Task brief: Pick up the post on federal plain-language writing guidelines where it ends, after the list of common-sense rules.

Extract provided:
[Start of section]

Thursday, February 23, 2012

In the Plain Writing Act of 2010, Congress ordered the federal government to write clearly.  But few Americans realize that we have had plain-language executive orders, agency guidelines, and a website at least since the Clinton Administration.  Why are we still reading and writing dreck?

The Plain Writing Act resulted in updated federal guidelines that we can all use to write clearly. They live at a fine website.  

Moreover, the Securities and Exchange Commission (SEC) has long enforced plain-English standards when companies disclose information to investors.  You can download the SEC's own 83-page "Plain English Handbook.” 

And the federal agency that runs Medicare (Centers for Medicare & Medicaid Services or CMS) has published its own “toolkit” for writing clearly and inclusively.   This toolkit advises us how to design a document and collect feedback before we publish; and it warns us that readability formulas do NOT ensure readability.  Bonus: It even helps us write appropriately to older adults and people from other cultures.

But if you scan any of these guidelines, you will recognize most of them from high school, if not grade school, English.  They reflect common sense, such as
·      Write short sentences,
·      Use active-voice verbs,
·      Write short paragraphs,
·      Use words that your audience knows, and
·      Test your document with its audience before you publish.

[End of section]

[Collected data entries]

[Start of section]

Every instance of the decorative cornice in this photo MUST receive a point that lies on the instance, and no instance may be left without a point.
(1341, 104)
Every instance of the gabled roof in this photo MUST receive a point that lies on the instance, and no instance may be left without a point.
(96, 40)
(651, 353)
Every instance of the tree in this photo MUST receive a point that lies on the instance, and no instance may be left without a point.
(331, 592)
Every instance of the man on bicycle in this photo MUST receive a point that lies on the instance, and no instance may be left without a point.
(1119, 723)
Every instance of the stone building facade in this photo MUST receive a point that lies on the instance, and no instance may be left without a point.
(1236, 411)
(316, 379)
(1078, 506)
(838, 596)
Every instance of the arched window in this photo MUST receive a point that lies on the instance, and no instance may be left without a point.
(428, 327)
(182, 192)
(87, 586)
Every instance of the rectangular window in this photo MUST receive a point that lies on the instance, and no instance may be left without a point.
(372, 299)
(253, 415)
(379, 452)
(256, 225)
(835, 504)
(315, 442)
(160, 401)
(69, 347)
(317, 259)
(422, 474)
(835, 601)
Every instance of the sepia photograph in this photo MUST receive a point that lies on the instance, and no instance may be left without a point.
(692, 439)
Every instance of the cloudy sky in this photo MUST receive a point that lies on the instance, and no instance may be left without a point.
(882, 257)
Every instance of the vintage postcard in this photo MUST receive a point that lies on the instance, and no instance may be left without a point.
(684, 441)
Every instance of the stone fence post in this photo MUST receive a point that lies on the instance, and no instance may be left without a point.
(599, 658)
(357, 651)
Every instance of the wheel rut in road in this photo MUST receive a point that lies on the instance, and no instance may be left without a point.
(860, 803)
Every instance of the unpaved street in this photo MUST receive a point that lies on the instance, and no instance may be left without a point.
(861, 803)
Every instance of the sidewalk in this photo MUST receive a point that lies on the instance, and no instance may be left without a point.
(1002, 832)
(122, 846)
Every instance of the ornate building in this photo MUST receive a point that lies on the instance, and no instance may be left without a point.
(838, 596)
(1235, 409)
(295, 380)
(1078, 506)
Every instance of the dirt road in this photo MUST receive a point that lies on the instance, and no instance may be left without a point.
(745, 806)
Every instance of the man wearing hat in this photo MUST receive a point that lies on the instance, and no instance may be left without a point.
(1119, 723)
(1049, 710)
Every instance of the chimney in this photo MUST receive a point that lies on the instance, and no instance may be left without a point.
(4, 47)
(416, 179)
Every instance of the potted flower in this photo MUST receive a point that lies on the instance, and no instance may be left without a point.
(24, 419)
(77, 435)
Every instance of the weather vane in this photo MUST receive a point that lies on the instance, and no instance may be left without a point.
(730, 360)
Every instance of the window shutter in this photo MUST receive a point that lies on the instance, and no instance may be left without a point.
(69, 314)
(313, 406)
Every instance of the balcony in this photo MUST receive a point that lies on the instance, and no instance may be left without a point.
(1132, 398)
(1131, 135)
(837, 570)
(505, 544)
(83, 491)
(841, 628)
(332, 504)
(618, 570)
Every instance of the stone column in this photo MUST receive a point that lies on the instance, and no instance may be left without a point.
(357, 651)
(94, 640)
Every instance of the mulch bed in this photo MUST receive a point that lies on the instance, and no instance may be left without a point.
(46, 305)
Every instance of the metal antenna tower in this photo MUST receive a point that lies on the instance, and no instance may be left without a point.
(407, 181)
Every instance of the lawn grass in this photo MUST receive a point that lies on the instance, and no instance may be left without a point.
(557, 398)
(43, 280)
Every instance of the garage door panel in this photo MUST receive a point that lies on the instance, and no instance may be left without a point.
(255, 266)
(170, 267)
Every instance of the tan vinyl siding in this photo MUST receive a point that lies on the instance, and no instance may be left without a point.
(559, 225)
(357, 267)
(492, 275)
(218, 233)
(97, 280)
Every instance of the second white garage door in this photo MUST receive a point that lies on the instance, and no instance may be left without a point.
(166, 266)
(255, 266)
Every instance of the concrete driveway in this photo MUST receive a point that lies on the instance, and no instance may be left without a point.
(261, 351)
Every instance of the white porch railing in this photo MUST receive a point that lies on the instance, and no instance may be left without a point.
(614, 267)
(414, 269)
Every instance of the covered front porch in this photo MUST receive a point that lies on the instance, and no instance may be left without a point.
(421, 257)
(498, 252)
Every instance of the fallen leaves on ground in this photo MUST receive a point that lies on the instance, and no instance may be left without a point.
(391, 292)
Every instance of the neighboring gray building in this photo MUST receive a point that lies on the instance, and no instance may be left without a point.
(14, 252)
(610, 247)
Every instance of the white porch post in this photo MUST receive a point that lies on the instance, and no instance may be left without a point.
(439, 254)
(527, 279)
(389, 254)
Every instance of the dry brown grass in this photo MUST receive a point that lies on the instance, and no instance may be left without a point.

[End of section]

Solved exercise:
Why, after decades of good advice, do we still write impressive but ambiguous documents?  Does bafflegab still lure us with the power of avoiding readers who criticize because we avoid readers who understand?

Years ago, I helped a famous professional person write a document.  I cut it drastically and transformed key noun actions into active verbs.  I kept the nouns consistent, and topic sentences led most paragraphs.  The author gave the result to another professional who made suggestions; then I received the resulting document for a second round.  It was again long and inflated; evidently, inflation spelled prestige.

I gave up. 

Today, I hope, I would persist.  I would keep on editing for clarity until the author fired me.  But I wonder.  When will clear English be prestige English?